### Vorliegender Text
Wie entstand der Zionismus?

Der Zionismus entstand im späten 19. Jahrhundert als jüdische Nationalbewegung, die sich die Gründung eines jüdischen Staates in Palästina zum Ziel setzte. Zionistische Bestrebungen bildeten sich vor allem als Reaktion auf die antisemitische Stimmung in den meisten europäischen Ländern. Maßgeblich geprägt wurde die zionistische Idee eines eigenen jüdischen Staates von dem österreichischen Juden Theodor Herzl.

Wie wurde aus der Idee eine Bewegung?

(Gesammelte Dateneinträge)

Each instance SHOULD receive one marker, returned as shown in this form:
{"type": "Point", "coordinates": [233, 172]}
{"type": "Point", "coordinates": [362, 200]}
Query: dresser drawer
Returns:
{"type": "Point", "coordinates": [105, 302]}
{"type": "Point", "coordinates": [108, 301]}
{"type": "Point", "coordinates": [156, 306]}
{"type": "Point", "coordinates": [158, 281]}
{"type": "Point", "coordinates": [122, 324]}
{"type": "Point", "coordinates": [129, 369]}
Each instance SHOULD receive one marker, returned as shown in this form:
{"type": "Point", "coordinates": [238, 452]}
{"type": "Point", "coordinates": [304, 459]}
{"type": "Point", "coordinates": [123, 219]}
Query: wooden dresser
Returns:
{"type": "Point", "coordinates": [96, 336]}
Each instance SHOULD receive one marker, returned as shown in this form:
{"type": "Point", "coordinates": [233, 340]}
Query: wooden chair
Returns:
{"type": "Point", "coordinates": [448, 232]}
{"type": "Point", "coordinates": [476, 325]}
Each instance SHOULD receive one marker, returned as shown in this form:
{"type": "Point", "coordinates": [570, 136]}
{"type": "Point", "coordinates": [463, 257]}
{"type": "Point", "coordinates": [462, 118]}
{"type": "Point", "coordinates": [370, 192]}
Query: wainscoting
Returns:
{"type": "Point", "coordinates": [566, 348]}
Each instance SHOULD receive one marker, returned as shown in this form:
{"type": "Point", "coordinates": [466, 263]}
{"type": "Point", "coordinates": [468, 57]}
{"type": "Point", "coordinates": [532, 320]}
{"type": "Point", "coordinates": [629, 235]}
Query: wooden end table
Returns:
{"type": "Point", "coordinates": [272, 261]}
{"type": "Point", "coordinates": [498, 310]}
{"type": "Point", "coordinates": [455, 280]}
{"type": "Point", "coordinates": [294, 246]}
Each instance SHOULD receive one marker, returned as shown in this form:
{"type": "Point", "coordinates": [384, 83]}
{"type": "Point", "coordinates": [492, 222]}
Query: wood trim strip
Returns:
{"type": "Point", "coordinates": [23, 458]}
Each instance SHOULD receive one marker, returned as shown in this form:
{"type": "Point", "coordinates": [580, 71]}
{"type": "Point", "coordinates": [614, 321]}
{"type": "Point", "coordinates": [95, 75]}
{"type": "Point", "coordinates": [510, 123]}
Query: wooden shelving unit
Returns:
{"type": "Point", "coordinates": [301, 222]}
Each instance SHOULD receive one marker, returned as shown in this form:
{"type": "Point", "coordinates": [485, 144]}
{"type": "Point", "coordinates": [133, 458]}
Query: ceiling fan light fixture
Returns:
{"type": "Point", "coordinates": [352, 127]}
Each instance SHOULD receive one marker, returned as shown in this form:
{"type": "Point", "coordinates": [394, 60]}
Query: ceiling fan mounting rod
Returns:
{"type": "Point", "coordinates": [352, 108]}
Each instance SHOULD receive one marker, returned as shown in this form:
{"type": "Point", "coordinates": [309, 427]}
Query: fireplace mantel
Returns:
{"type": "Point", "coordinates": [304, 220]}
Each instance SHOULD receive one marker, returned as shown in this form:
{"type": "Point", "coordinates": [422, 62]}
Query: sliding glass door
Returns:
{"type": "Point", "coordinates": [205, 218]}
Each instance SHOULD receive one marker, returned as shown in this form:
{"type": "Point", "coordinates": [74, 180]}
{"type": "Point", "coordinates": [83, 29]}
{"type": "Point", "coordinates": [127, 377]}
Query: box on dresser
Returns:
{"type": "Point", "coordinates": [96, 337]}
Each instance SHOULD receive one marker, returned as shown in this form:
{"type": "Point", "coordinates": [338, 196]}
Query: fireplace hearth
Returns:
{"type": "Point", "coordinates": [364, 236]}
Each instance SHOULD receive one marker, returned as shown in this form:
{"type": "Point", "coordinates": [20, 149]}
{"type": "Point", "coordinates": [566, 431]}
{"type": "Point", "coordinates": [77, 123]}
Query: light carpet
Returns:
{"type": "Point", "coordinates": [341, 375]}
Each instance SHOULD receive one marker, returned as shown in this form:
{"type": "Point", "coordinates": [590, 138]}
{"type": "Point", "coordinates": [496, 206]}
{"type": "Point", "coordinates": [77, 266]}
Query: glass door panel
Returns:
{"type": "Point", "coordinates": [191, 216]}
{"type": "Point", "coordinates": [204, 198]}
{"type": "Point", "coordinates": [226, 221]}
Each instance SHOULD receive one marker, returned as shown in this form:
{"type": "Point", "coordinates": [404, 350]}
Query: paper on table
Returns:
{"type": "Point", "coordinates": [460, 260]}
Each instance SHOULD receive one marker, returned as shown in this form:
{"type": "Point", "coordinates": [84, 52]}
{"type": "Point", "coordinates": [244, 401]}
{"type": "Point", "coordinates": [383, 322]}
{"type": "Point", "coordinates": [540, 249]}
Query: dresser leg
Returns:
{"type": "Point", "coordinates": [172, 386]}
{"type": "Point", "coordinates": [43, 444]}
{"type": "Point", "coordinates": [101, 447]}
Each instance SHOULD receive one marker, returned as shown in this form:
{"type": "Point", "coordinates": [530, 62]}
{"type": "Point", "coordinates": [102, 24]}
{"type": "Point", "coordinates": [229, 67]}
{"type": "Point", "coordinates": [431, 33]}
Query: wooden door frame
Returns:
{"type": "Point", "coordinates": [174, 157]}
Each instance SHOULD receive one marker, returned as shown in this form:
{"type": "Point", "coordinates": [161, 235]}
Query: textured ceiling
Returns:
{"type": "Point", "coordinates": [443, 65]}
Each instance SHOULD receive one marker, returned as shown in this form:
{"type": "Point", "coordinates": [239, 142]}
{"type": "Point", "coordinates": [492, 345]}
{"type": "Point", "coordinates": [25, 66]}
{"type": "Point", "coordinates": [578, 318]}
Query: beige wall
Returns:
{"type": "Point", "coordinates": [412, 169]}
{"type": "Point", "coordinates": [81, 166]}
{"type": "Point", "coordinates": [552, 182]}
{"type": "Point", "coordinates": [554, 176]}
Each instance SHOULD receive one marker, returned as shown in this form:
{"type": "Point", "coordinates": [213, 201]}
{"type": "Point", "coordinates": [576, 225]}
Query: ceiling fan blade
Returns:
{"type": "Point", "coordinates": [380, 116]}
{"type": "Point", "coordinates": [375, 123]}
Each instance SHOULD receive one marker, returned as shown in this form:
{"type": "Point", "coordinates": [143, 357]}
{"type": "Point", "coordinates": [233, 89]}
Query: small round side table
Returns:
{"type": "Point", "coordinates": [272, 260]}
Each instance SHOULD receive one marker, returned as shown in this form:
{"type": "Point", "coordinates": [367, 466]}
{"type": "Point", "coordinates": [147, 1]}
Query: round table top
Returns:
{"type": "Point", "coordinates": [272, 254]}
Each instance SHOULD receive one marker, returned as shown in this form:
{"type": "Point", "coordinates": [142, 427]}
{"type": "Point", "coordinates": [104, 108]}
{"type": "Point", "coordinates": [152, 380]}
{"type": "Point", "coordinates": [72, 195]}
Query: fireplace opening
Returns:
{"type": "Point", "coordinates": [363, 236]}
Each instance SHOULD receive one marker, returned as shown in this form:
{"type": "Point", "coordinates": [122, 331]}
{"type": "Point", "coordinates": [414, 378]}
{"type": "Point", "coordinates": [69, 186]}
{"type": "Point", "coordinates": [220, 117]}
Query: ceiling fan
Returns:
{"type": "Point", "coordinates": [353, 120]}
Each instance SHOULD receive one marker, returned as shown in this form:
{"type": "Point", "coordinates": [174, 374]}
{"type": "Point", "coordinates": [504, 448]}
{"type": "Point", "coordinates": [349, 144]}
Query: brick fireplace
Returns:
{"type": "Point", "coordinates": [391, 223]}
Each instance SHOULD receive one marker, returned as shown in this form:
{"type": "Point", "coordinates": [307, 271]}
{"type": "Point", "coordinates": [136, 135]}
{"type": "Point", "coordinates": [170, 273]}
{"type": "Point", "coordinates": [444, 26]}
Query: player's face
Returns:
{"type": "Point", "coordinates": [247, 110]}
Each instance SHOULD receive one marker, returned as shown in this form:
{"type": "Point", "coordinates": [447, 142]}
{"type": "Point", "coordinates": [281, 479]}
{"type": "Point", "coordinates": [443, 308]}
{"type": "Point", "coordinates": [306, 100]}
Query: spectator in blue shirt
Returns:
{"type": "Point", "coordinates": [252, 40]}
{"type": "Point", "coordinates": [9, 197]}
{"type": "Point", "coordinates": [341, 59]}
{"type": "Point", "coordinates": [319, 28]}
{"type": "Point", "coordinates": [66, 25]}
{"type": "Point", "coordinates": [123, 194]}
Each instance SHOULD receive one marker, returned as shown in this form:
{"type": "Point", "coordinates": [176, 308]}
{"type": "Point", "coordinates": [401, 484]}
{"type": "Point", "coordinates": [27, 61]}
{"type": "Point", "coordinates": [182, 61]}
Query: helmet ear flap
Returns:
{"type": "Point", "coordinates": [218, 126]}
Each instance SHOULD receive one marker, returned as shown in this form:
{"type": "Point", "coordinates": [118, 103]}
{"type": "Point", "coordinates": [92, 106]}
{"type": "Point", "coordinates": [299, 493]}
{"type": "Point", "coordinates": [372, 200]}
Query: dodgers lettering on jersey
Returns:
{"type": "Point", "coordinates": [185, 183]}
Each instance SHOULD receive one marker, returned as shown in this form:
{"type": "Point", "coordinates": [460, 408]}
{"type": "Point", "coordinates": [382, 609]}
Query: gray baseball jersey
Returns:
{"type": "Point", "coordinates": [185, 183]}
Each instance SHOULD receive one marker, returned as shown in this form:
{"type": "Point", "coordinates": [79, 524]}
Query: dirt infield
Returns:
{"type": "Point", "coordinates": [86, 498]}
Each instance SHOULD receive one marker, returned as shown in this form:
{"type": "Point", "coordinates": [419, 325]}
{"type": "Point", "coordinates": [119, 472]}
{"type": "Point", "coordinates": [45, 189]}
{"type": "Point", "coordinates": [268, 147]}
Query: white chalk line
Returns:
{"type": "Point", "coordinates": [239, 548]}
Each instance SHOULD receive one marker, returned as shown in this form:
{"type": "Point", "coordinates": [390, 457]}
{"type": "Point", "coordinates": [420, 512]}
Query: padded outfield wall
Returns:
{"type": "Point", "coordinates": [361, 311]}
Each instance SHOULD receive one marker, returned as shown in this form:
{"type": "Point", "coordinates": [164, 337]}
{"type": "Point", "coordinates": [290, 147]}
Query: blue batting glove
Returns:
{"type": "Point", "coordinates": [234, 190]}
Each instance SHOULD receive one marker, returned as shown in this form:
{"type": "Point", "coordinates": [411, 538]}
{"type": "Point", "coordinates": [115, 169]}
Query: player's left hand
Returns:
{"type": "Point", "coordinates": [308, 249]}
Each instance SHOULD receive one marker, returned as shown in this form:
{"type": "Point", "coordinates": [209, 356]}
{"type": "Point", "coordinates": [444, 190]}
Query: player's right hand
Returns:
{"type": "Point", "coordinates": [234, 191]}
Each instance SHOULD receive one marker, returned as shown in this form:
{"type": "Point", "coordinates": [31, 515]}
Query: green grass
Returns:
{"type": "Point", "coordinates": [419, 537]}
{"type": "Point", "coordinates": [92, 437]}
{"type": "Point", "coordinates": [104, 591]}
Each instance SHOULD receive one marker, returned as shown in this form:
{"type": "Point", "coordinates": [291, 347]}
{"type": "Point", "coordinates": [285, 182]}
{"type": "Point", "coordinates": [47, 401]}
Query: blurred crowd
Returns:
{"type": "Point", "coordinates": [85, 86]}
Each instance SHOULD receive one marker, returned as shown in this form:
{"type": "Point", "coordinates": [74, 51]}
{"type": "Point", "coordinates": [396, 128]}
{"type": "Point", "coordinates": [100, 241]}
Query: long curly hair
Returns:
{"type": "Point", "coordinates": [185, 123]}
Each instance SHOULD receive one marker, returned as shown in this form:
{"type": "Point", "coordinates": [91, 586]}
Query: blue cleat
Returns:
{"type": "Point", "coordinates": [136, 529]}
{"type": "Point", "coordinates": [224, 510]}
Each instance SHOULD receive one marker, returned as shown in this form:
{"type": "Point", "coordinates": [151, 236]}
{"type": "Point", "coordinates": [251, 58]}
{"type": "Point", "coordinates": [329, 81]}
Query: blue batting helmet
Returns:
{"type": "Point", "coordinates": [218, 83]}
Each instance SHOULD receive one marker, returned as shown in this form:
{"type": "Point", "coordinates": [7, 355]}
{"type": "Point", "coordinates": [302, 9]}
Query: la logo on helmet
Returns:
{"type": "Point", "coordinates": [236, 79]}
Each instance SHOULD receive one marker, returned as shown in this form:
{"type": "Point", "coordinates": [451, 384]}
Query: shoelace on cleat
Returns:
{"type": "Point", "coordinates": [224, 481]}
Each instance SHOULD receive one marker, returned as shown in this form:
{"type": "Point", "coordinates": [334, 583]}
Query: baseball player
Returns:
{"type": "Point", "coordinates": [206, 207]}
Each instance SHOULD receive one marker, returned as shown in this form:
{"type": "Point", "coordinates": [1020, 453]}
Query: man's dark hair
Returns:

### Arbeitsanweisungen
A: Zähle, in wie vielen Zeilen der Einträge die Zeichenfolge „helmet“ vorkommt, und nenne nur diese Zahl. Groß- und Kleinschreibung wird dabei unterschieden.
B: Bitte schreib den Text über den Zionismus im Anschluss an seine letzte Zeile weiter.

### Ergebnisse je Aufgabe
A: 3

B:
Seit dem Basler Kongress des Jahres 1897 formierte sich der Zionismus als organisierte Bewegung, die der Rückwanderung von Juden nach Palästina ein nationales Pathos mit Beimengungen bäuerlich-kolonialistischer und sozialistischer Prägung verlieh. Keineswegs jedoch entwickelte sich der aktive Zionismus zu einem Mehrheitsphänomen unter den europäischen und amerikanischen Juden. Von einer intellektuellen jüdischen Elite abgesehen, waren es doch eher Juden aus den armen Ländern des Ostens Europas, die sich zur Auswanderung nach Palästina bewegen ließen. 1909 wurde Tel Aviv und das erste der »Kibbuz« genannten ländlichen Siedlungs- und Arbeitskollektive, Deganya, gegründet.

Wer unterstützte die ersten Siedler?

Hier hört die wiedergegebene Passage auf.